▶ _WHAT IS BEING ASKED_
Whenever a line in the material below includes "seen", copy that line.

▶ _EXERCISE MATERIAL_
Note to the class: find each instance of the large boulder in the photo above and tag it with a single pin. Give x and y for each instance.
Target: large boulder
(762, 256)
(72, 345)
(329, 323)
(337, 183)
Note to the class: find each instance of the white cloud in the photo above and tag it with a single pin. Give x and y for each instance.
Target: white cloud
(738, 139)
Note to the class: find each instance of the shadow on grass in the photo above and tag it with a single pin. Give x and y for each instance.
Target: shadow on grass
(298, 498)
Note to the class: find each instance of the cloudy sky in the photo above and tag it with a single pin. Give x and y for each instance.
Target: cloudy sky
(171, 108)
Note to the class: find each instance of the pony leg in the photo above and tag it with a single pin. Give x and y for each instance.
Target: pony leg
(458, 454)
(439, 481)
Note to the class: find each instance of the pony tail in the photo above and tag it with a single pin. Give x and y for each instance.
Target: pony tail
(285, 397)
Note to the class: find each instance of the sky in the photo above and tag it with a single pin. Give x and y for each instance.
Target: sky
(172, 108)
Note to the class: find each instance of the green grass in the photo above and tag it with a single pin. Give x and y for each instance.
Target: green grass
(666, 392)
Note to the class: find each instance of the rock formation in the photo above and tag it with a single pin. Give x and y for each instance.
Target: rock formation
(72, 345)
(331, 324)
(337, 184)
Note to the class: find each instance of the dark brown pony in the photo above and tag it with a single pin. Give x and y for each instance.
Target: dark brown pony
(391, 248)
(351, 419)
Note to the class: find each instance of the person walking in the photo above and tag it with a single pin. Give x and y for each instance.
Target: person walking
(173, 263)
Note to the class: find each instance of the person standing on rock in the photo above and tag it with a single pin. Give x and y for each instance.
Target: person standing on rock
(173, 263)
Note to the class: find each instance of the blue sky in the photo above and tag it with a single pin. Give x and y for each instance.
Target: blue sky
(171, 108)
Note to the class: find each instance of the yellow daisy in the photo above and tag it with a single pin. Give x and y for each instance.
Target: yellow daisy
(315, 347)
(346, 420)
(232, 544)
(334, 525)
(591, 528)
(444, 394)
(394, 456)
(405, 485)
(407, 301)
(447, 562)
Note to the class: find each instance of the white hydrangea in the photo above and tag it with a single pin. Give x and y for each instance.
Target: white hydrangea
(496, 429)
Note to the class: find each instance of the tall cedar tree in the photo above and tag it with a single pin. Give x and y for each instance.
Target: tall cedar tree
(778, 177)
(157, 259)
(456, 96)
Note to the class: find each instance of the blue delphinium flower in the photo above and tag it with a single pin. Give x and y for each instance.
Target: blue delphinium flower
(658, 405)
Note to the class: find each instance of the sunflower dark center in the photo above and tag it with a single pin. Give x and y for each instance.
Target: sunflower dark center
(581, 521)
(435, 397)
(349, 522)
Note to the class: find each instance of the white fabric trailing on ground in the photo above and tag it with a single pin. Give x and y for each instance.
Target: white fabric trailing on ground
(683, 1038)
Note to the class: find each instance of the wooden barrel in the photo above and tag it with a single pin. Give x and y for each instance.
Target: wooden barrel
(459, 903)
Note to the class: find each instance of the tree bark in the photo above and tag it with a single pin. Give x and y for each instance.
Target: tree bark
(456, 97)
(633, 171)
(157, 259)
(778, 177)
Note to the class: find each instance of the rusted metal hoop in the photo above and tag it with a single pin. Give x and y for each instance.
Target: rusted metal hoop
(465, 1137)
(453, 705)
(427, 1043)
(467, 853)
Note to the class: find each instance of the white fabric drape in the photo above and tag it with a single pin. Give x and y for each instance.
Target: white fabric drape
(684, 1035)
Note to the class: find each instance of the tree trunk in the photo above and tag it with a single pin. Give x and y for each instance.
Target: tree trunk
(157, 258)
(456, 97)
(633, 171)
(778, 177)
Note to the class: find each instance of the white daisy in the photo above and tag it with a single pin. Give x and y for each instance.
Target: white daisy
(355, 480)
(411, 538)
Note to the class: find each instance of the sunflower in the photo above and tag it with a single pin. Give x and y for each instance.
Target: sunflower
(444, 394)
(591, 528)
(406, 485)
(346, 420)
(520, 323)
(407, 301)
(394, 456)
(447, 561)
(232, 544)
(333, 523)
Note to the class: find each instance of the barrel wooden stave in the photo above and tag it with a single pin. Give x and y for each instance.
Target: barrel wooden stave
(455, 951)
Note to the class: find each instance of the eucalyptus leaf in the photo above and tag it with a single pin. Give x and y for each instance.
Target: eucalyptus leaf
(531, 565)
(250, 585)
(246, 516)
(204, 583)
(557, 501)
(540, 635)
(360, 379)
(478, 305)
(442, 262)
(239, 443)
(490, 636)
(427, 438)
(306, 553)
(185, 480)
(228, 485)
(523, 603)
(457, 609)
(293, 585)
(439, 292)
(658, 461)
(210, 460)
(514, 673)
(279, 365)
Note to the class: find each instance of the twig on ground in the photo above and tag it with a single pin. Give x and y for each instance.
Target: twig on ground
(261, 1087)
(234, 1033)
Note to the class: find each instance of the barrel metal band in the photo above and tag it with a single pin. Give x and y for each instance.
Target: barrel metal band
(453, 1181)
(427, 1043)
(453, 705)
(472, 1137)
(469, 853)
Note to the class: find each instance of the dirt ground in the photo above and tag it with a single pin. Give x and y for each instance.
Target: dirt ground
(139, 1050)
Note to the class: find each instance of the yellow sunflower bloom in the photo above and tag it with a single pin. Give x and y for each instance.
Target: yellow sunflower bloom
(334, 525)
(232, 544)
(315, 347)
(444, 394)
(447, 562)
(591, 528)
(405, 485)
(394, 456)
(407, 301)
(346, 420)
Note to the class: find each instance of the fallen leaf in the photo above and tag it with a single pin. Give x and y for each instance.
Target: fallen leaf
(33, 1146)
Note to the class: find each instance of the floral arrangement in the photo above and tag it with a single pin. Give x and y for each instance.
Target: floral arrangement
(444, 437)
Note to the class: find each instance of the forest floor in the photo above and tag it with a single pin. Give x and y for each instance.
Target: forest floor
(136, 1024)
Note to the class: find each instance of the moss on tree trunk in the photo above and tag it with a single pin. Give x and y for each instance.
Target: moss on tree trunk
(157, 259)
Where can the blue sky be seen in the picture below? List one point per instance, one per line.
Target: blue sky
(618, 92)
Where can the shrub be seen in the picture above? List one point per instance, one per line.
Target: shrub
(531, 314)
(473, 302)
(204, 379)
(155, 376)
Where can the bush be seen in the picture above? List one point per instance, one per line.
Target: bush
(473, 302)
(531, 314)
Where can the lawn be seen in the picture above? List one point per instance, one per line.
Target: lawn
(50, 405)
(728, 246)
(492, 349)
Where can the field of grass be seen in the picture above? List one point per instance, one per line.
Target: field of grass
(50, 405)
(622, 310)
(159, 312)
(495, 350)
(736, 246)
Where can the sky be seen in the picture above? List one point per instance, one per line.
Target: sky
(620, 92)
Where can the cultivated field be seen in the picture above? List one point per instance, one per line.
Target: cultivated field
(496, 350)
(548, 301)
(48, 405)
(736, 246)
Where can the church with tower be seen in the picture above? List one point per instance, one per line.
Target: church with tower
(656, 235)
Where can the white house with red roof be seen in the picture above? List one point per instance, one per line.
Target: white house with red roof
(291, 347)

▶ _RESPONSE FOR THIS EXERCISE_
Where can the blue sky be seen in the picture below? List one point per instance, one per line.
Where can the shrub be seen in the picture above? List one point per instance, one per line.
Where can the bush be seen in the picture above? List one point per instance, one per line.
Where can the lawn be seen in the picture above? List one point per instance, one per line.
Where can the field of grass be seen in the picture above? List one point per instance, one per line.
Where can the sky be seen in the picture above? List one point per instance, one per line.
Where can the cultivated field be seen in the picture above? List one point per instance, one per line.
Where can the church with tower be seen in the picture above? List one point per instance, one per line.
Where can the white house with red roof be seen in the picture above? List one point per instance, one per line.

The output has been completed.